Trecho apresentado:
►

A sétima faixa, "Purple Haze" também  teve o objetivo de servir como uma mostra da banda para vender shows em casas noturnas. Esta versão soa bem próxima da gravação original do Jimi Hendrix, portanto agrada-me muito. Rubens a interpreta bem e faz um bom solo.

A oitava faixa é uma grata surpresa aos fãs d'A Chave do Sol, exatamente por ser uma das duas faixas recuperadas da demo-tape posterior que gravamos, em dezembro de 1984. A canção: "Crisis (Maya)", vem cortada, pois perdemos o seu início, mas mesmo assim, tem o sabor do tesouro recuperado. Com uma qualidade um pouco melhor de áudio, pois fora gravada através de uma máquina de gravador de rolo e com melhores microfones, assim mostra a banda bem entrosada, a soar muito bem.

E para fechar, a se tratar de uma outra faixa bônus e oriunda da demo-tape perdida de 1984, eis aqui uma curiosa versão instrumental da música: "Segredos", que gravamos para ver como estava a soar, como sobra da fita de rolo e sem a intenção de incluí-la no material da demo-tape oficial. 

Interessante, há uma resolução harmônica diferente na sua parte B, que foi descartada logo a seguir, pois nós a gravamos sem essa variante, escutada através do EP lançado em 1985.

Sobre a criação da capa e contracapa, o Kim Kehl seguiu o mesmo plano dos álbuns anteriores. No entanto, como desta vez se tratava de uma disco a conter a gravação de uma demo-tape, evitou-se a presença de fotos da banda ao vivo, e daí, ele usou algumas fotos de uma sessão promocional, na verdade a primeira sessão com esse sentido, feita em março de 1983, sob a lente de Seizi Ogawa, assim que a Verônica Luhr deixara a nossa banda.

◄

Informações fornecidas:
►

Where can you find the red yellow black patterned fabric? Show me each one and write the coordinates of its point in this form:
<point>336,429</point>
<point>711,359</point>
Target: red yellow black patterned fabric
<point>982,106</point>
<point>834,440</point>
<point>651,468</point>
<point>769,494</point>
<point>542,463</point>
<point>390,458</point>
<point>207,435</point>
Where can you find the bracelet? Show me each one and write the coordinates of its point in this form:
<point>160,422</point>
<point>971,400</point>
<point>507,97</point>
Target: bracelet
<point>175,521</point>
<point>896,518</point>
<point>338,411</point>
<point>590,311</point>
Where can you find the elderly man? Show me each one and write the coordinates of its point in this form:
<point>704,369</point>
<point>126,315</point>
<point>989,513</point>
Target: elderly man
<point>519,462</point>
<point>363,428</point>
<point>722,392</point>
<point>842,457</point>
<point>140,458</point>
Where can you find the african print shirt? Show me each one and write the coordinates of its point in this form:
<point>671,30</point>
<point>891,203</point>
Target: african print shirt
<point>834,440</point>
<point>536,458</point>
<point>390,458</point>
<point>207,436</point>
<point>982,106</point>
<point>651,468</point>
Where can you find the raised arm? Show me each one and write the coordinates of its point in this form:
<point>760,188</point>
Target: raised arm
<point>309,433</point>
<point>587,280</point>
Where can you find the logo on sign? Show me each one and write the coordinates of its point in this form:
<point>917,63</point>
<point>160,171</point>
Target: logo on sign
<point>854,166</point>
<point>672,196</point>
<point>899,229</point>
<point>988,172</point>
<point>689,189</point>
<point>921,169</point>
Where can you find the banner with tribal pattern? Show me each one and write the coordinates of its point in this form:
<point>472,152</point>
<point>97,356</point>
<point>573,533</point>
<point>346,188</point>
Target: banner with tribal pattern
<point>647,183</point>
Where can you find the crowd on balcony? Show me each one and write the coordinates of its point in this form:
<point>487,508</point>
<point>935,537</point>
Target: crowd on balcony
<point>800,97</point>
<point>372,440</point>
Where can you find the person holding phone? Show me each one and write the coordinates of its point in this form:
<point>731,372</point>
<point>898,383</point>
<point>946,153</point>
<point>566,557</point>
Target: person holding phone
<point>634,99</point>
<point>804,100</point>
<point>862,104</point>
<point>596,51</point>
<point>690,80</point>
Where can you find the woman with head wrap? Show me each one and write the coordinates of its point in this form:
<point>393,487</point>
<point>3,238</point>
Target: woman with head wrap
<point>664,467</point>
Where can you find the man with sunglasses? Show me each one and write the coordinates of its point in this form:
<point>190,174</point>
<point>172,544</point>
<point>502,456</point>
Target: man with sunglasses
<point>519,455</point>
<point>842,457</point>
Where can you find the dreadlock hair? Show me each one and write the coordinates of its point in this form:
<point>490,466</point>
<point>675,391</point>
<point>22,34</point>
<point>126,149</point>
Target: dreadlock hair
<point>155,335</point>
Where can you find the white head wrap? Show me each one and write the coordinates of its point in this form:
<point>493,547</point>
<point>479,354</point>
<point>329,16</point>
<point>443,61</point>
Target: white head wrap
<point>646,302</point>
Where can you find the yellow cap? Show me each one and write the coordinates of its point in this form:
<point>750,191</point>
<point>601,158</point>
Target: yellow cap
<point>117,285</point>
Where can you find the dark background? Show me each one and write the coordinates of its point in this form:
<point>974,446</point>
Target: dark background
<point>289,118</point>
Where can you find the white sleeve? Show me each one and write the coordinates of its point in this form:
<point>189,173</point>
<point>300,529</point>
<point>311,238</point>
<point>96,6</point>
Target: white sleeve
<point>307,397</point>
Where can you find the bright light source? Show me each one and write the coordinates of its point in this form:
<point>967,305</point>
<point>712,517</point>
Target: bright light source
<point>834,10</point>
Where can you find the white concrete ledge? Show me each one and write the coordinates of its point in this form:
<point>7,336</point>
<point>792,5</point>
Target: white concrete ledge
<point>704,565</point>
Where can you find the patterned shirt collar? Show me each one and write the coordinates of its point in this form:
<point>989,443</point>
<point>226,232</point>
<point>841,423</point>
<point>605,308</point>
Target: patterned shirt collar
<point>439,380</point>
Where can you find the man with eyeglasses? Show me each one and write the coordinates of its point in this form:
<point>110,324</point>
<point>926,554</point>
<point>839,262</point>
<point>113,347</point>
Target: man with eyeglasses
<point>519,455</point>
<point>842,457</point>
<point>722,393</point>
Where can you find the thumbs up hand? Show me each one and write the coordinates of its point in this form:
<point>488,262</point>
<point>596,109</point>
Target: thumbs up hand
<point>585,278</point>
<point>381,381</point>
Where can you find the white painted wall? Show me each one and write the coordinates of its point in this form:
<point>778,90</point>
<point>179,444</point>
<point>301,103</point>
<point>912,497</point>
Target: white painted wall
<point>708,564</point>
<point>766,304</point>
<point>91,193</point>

◄

O exercício:
Pode reescrever o trecho apresentado de "Interessante, há uma" a "lançado em 1985.", substituindo "variante" por "versão"?

Resposta escrita:
Interessante, há uma resolução harmônica diferente na sua parte B, que foi descartada logo a seguir, pois nós a gravamos sem essa versão, escutada através do EP lançado em 1985.